** start of TEXT TO READ **

Update docs for v2.0.0 (#918)

Replace "ModuleLoader image" with "kmod image".
Adapt to the new worker Pods workflow.
Prefer installation via OLM.
Add events to the troubleshooting section.
Change the theme to something more familiar.

Upstream-Commit: 683b249

docs/mkdocs.yml

@@ -13,7 +13,7 @@ nav:
   - Documentation:
       - documentation/install.md
       - documentation/deploy_kmod.md
-      - documentation/module_loader_image.md
+      - documentation/kmod_image.md
       - Binary firmwares: documentation/firmwares.md
       - Secure boot: documentation/secure_boot.md
       - Preflight validation: documentation/preflight_validation.md
@@ -39,7 +39,6 @@ plugins:
 markdown_extensions:
   - admonition
 
-
 theme:
-  name: mkdocs
+  name: readthedocs
   custom_dir: overrides/

docs/mkdocs/documentation/deploy_kmod.md

@@ -1,20 +1,30 @@
 # Deploying kernel modules
 
-For each `Module`, KMM can create a number of `DaemonSets`:
+KMM watches `Node` and `Module` resources in the cluster to determine if a kernel module should be loaded on or unloaded
+from a node.  
+To be eligible for a `Module`, a `Node` must:
 
-- one ModuleLoader DaemonSet per compatible kernel version running in the cluster;
-- one device plugin DaemonSet, if configured.
+- have labels that match the `Module`'s `.spec.selector` field;
+- run a kernel version matching one of the items in the `Module`'s `.spec.moduleLoader.container.kernelMappings`;
+- if [ordered upgrade](ordered_upgrade.md) is configured in the `Module`, have a label that matches its
+  `.spec.moduleLoader.container.version` field.
 
-### ModuleLoader
+When KMM needs to reconcile nodes with the desired state as configured in the `Module` resource, it creates worker Pods
+on the target node(s) to run the necessary action.  
+The operator monitors the outcome of those Pods and records that information.
+It uses it to label `Node` objects when the module was successfully loaded, and to run the device plugin (if
+configured).
 
-The ModuleLoader DaemonSets run ModuleLoader images to load kernel modules.  
-A ModuleLoader image is an OCI image that contains the `.ko` files and both the `modprobe` and `sleep` binaries.
+### Worker Pods
 
-When the ModuleLoader pod is created, it will run `modprobe` to insert the specified module into the kernel.
-It will then `sleep` until it is terminated.
-When that happens, the `ExecPreStop` hook will run `modprobe -r` to unload the kernel module.
+Worker pods run the KMM `worker` binary that
 
-Learn more about [how to build a ModuleLoader image](module_loader_image.md).
+- pulls the kmod image configured in the `Module` resource;
+- extract it in the Pod's filesystem;
+- runs `modprobe` with the right arguments to perform the necessary action.
+
+kmod images are standard OCI images that contains `.ko` files.
+Learn more about [how to build a kmod image](kmod_image.md).

** end of TEXT TO READ **

◆ EXERCISE TASKS:
1/ In the v2.0.0 docs commit, rewrite the paragraph beginning "Replace "ModuleLoader image"" as a short list that keeps its main points.
2/ Retype the v2.0.0 docs commit word for word, from "-- one ModuleLoader" to "run the necessary action.".
3/ Write what comes next in the v2.0.0 docs commit, picking up right after its final line.

** start of DATA SUPPLIED **

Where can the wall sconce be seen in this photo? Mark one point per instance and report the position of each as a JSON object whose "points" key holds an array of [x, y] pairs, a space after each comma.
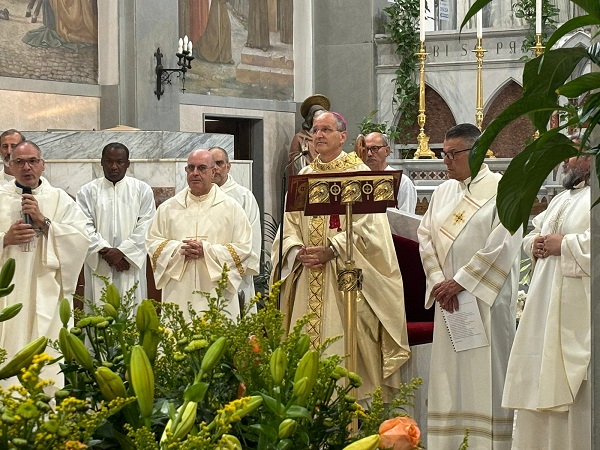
{"points": [[184, 54]]}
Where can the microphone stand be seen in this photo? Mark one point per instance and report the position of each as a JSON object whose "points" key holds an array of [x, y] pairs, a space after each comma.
{"points": [[282, 205]]}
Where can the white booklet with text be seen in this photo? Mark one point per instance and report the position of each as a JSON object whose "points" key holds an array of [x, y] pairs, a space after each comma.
{"points": [[465, 325]]}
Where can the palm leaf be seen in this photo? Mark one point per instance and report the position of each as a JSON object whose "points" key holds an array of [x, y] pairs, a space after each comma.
{"points": [[525, 175]]}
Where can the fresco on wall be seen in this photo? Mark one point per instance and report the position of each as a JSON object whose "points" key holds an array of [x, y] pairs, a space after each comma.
{"points": [[243, 48], [53, 40]]}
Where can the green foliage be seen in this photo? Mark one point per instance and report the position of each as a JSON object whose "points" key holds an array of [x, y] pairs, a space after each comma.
{"points": [[214, 383], [380, 411], [525, 9], [544, 78], [403, 31], [32, 419]]}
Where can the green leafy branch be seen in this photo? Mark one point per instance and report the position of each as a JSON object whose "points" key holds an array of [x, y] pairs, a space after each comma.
{"points": [[525, 9], [403, 31]]}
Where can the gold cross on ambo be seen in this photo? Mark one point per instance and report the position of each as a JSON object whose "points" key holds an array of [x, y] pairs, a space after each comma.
{"points": [[458, 217]]}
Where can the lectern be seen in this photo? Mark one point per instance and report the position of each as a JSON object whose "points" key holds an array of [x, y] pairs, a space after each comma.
{"points": [[321, 194]]}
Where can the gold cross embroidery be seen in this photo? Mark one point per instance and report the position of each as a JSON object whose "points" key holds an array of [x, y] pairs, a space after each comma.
{"points": [[458, 217]]}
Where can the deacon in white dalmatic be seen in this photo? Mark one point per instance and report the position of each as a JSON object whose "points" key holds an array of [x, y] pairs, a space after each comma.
{"points": [[119, 210]]}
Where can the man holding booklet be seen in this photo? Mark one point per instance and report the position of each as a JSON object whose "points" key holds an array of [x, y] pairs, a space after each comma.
{"points": [[472, 267]]}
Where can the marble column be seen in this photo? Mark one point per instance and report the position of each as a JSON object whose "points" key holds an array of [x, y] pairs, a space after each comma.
{"points": [[127, 75]]}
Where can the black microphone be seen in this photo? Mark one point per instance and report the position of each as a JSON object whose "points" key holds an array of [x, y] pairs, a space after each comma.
{"points": [[26, 217]]}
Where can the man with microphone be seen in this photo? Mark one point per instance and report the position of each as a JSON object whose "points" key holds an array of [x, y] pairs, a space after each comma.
{"points": [[8, 141], [43, 229]]}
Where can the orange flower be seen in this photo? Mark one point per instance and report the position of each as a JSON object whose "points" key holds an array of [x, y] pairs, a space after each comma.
{"points": [[253, 341], [241, 390], [399, 433]]}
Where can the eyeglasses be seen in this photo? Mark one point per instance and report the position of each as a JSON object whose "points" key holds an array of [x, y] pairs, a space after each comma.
{"points": [[451, 155], [201, 168], [375, 148], [322, 130], [19, 162]]}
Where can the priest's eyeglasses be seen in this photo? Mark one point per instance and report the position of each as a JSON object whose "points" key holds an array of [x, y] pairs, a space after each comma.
{"points": [[325, 130], [375, 148], [19, 162], [451, 155], [201, 168]]}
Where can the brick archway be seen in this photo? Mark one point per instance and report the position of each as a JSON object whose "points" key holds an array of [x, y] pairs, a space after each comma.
{"points": [[439, 119], [511, 141]]}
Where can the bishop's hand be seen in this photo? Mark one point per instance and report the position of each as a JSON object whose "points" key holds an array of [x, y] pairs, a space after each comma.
{"points": [[19, 233]]}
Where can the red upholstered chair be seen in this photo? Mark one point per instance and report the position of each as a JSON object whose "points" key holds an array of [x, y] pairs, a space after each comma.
{"points": [[419, 320]]}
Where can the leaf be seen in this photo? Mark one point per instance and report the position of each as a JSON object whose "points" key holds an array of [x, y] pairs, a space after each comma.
{"points": [[594, 53], [597, 176], [479, 4], [195, 392], [298, 412], [544, 74], [517, 109], [581, 85], [275, 406], [524, 176], [590, 6], [568, 26]]}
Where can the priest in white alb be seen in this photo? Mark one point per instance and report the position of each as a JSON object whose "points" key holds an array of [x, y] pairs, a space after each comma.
{"points": [[48, 251], [377, 149], [314, 252], [464, 247], [194, 234], [119, 210], [244, 197], [548, 371]]}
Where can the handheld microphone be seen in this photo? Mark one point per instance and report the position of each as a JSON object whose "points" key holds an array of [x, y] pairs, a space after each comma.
{"points": [[26, 217]]}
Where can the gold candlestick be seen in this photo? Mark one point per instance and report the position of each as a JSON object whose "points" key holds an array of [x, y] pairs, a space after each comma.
{"points": [[479, 54], [423, 150], [538, 50]]}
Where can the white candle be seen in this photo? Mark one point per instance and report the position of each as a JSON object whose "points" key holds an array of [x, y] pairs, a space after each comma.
{"points": [[422, 20], [538, 16]]}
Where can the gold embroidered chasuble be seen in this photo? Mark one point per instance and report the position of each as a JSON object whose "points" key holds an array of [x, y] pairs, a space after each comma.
{"points": [[382, 338]]}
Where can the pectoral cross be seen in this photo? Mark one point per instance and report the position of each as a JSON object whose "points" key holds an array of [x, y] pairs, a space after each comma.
{"points": [[196, 237], [458, 217]]}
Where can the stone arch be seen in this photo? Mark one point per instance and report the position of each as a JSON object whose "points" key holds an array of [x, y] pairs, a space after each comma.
{"points": [[439, 119], [511, 141]]}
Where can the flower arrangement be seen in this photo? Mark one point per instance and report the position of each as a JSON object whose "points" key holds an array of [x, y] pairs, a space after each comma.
{"points": [[146, 378]]}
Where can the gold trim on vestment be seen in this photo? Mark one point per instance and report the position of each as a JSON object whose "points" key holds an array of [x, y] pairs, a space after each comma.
{"points": [[483, 278], [316, 281], [338, 164], [236, 259], [157, 253], [491, 266]]}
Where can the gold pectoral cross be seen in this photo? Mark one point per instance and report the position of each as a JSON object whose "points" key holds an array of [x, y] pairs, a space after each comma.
{"points": [[196, 238], [458, 217]]}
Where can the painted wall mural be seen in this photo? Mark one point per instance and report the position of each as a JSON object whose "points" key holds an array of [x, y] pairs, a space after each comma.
{"points": [[243, 48], [53, 40]]}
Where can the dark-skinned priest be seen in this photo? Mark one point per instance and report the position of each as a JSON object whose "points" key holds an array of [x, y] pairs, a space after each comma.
{"points": [[314, 250]]}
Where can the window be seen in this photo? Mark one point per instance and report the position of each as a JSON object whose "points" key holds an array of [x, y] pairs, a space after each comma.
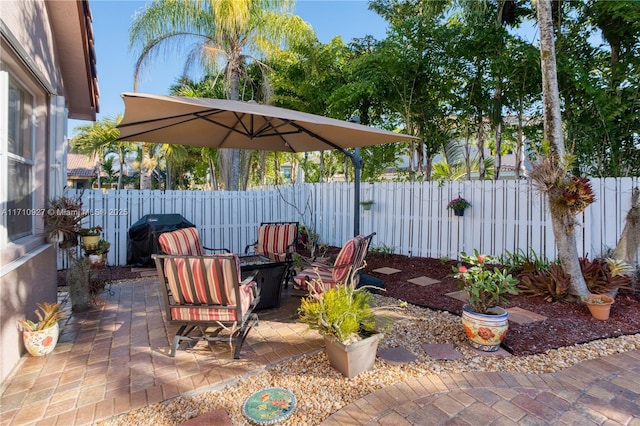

** end of DATA SUPPLIED **

◆ ANSWER SET:
1/
- Rename "ModuleLoader image" to "kmod image".
- Follow the new worker Pods workflow.
- Recommend installing through OLM.
- Cover events in the troubleshooting section.
- Switch to a more familiar theme.

2/
-- one ModuleLoader DaemonSet per compatible kernel version running in the cluster;
-- one device plugin DaemonSet, if configured.
+- have labels that match the `Module`'s `.spec.selector` field;
+- run a kernel version matching one of the items in the `Module`'s `.spec.moduleLoader.container.kernelMappings`;
+- if [ordered upgrade](ordered_upgrade.md) is configured in the `Module`, have a label that matches its
+  `.spec.moduleLoader.container.version` field.
 
-### ModuleLoader
+When KMM needs to reconcile nodes with the desired state as configured in the `Module` resource, it creates worker Pods
+on the target node(s) to run the necessary action.

3/
 
 ### Device plugin
 
@@ -23,12 +33,12 @@ DaemonSet in the cluster.
 That DaemonSet will target nodes:
 
 - that match the `Module`'s `.spec.selector`;
-- on which the kernel module is loaded (where the ModuleLoader pod has the `Ready` condition).
+- on which the kernel module is loaded.
 
 ## `Module` CRD
 
 The `Module` Custom Resource Definition represents a kernel module that should be loaded on all or select nodes in the
-cluster, through a ModuleLoader image.
+cluster, through a kmod image.
 A Module specifies one or more kernel versions it is compatible with, as well as a node selector.
 
 The compatible versions for a `Module` are listed under `.spec.moduleLoader.container.kernelMappings`.
@@ -41,14 +51,14 @@ The reconciliation loop for `Module` runs the following steps:
 3. for each kernel version:
     1. go through `.spec.moduleLoader.container.kernelMappings` and find the appropriate container image name.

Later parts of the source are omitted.